--- begin SUPPLIED DATA ---

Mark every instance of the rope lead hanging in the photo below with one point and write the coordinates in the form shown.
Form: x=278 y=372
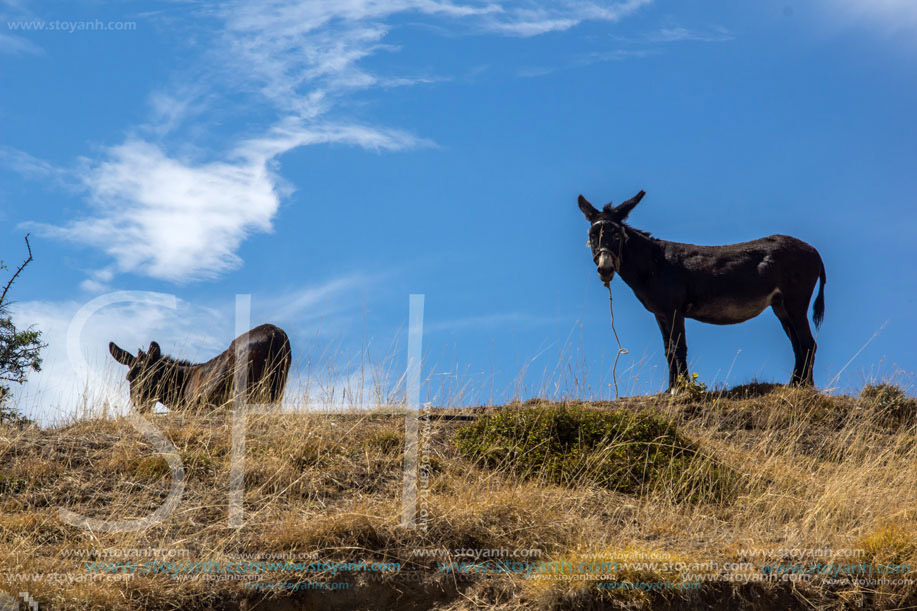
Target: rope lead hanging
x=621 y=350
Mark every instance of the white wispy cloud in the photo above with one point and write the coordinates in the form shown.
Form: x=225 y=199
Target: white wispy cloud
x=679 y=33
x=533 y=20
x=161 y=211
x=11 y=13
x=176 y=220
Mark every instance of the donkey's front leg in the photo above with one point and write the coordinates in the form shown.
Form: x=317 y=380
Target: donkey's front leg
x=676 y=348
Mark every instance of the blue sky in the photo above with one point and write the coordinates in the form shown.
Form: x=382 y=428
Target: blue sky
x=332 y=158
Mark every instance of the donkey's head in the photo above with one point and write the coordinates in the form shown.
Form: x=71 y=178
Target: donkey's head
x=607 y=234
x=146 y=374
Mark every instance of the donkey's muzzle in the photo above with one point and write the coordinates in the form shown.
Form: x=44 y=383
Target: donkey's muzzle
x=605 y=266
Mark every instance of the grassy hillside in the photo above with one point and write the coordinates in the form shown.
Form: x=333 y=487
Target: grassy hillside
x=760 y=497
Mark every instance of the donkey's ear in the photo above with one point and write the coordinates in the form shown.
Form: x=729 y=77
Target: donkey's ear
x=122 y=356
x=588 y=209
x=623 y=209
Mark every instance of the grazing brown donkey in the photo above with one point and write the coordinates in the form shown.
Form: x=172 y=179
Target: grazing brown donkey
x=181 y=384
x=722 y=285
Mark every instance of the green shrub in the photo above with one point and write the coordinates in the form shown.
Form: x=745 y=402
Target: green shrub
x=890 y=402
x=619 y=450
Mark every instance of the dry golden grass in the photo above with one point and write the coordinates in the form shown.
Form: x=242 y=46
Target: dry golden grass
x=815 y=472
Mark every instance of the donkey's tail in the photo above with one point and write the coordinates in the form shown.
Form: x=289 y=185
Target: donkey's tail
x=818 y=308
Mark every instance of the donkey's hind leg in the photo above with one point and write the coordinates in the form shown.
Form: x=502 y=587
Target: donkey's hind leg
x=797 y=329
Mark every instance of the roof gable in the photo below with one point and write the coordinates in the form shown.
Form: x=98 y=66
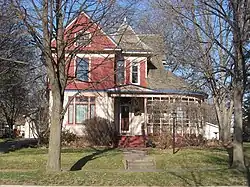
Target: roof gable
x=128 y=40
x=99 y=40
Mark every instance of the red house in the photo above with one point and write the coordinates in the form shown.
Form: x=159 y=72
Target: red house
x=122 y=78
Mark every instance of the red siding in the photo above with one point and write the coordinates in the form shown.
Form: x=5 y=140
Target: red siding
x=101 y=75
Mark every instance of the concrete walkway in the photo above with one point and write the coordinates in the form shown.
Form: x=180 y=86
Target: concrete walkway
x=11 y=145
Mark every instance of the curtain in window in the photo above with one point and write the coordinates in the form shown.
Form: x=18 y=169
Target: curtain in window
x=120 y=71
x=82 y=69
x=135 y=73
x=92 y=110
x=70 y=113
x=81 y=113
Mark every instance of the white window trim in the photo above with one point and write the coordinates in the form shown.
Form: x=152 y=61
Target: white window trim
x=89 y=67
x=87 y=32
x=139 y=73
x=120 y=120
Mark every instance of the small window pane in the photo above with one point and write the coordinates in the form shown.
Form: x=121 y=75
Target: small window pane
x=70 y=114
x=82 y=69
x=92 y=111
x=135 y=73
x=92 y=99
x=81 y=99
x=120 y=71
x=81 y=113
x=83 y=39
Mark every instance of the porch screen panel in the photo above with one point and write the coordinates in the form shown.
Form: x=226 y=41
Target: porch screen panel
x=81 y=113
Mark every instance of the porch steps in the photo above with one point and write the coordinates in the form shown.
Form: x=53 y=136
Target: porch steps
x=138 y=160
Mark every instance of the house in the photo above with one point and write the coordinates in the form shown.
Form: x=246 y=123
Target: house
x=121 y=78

--- end SUPPLIED DATA ---
--- begin SUPPLIED DATA ---

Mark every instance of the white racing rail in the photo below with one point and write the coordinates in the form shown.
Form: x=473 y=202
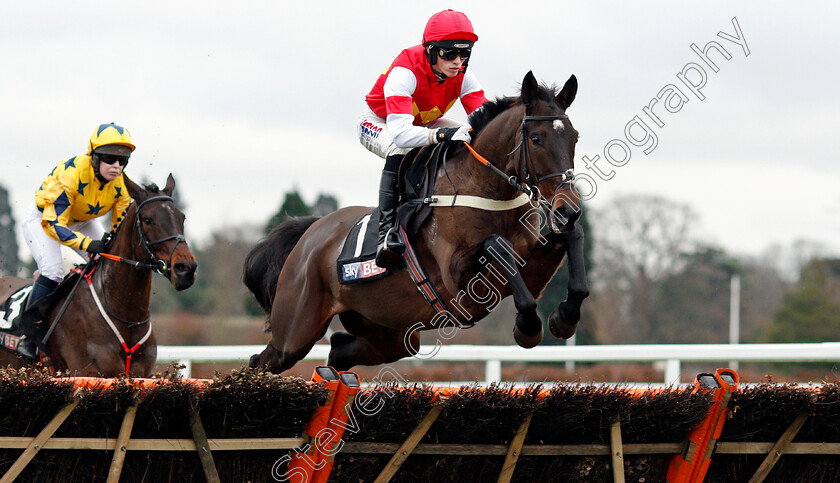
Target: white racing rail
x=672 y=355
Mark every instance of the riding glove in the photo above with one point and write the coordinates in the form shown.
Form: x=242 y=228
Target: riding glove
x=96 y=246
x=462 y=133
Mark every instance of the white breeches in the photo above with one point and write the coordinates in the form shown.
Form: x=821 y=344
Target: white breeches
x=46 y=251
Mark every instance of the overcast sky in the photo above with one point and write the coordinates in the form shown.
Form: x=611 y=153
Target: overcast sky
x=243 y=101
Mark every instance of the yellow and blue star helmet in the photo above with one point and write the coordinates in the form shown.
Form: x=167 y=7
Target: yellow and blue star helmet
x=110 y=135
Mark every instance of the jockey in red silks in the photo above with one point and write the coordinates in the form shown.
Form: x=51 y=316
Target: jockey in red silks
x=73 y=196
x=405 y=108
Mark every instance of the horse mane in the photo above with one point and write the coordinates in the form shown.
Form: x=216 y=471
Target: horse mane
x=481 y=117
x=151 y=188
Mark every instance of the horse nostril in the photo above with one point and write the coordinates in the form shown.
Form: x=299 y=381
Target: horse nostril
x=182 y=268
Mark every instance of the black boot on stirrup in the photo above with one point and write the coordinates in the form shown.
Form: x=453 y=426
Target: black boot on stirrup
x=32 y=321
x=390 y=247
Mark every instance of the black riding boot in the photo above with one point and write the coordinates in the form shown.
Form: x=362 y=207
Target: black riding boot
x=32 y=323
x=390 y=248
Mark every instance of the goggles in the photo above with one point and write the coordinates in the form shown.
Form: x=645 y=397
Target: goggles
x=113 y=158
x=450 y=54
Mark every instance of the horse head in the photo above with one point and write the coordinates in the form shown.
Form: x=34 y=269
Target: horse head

--- end SUPPLIED DATA ---
--- begin SUPPLIED DATA ---

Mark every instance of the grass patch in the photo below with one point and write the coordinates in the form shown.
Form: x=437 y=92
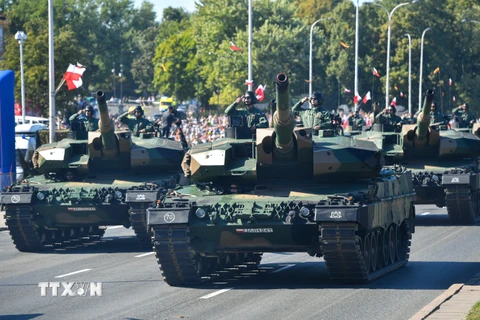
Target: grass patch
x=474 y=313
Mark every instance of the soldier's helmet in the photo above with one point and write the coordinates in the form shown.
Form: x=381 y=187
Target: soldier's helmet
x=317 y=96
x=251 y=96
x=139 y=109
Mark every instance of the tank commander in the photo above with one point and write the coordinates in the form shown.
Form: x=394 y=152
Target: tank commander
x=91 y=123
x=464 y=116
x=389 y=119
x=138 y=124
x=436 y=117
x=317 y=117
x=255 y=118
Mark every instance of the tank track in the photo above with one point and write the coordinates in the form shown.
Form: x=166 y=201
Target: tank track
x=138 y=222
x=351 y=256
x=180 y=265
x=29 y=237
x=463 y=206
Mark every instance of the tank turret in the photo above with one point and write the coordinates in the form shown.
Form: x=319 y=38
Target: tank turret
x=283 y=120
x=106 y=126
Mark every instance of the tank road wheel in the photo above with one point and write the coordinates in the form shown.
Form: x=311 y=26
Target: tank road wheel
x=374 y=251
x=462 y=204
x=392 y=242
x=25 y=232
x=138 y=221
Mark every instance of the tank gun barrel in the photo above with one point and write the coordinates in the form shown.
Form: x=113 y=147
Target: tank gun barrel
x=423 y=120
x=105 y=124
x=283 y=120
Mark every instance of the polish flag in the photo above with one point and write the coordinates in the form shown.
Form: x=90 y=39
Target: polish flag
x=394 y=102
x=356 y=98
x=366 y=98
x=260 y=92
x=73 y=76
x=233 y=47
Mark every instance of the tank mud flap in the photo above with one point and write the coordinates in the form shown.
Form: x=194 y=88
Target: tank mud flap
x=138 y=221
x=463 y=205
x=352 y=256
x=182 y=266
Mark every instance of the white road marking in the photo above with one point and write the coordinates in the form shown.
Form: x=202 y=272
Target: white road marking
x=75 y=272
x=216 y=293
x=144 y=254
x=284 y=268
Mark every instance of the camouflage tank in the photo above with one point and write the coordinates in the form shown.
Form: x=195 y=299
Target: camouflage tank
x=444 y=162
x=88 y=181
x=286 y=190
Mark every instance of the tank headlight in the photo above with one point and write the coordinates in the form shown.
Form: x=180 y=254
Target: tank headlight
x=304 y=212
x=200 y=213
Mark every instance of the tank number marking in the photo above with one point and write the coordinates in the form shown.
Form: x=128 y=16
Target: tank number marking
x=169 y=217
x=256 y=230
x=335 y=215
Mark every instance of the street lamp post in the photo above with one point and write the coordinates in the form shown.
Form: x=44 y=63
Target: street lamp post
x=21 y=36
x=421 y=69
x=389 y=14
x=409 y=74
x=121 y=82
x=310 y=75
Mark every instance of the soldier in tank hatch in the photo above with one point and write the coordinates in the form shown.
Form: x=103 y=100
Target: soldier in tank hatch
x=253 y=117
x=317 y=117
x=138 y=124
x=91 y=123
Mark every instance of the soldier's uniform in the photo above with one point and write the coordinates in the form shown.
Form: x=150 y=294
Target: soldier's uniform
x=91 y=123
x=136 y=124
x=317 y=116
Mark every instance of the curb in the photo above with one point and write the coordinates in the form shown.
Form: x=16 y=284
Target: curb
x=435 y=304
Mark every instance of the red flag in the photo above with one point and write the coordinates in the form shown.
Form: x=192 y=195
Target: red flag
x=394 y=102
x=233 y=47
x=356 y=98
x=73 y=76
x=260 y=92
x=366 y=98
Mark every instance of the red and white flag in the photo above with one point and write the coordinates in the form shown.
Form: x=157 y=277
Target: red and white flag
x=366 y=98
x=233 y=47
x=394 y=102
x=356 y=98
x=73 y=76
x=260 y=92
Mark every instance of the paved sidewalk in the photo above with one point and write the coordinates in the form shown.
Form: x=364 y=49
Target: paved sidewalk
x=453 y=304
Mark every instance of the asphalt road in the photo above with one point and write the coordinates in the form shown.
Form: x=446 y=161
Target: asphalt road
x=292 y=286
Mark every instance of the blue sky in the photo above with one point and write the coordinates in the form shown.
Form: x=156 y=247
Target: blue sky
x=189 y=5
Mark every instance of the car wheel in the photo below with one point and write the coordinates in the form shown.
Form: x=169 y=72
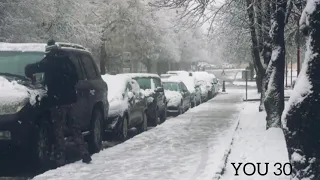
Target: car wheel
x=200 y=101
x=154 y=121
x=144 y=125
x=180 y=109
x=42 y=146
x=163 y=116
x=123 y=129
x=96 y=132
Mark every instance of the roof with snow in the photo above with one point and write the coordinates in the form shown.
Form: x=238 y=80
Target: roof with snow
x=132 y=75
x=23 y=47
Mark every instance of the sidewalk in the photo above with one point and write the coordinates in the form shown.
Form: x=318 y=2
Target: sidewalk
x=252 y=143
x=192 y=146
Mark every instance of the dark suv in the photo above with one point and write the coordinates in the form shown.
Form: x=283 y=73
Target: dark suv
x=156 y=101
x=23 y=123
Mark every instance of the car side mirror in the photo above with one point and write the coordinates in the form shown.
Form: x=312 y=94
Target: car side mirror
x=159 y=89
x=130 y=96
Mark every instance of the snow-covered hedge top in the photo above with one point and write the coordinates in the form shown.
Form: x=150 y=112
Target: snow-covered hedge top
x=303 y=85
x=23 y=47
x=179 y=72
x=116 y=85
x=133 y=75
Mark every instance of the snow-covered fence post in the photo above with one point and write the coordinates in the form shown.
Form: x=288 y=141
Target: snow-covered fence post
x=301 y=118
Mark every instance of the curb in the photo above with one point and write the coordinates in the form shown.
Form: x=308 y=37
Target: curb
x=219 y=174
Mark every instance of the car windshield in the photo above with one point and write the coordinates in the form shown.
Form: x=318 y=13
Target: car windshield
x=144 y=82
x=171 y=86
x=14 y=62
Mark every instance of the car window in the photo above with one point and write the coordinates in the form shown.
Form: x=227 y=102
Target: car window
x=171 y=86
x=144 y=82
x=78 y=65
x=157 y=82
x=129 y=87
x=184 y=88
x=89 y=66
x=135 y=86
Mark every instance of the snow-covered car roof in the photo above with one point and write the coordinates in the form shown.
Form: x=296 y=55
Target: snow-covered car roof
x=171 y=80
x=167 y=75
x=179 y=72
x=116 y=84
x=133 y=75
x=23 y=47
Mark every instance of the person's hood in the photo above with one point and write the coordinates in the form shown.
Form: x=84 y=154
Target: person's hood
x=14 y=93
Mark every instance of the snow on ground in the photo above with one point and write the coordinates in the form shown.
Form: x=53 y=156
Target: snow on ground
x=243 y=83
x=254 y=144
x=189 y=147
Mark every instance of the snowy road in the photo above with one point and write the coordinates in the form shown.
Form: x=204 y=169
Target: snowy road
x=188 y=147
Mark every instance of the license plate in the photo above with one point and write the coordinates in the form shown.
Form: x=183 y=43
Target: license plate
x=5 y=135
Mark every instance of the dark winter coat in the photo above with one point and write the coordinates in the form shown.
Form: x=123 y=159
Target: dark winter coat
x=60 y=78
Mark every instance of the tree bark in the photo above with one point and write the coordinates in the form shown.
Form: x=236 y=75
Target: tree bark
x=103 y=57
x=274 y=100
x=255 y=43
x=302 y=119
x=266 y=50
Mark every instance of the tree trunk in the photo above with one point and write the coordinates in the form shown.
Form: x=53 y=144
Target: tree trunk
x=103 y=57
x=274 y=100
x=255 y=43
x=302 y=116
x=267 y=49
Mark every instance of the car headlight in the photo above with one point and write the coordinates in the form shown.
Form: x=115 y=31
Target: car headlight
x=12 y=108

--- end SUPPLIED DATA ---

◆ THE EXERCISE:
Change "tank headlight" to "vehicle headlight" in the lines from the one with "Mark every instance of the tank headlight" up to and including the one with "x=200 y=213". Give those lines again with nothing else altered.

◆ RESPONSE:
Mark every instance of the vehicle headlight in the photo above with one point and write the coordinates in the form shown.
Form: x=180 y=254
Target: vehicle headlight
x=304 y=212
x=200 y=213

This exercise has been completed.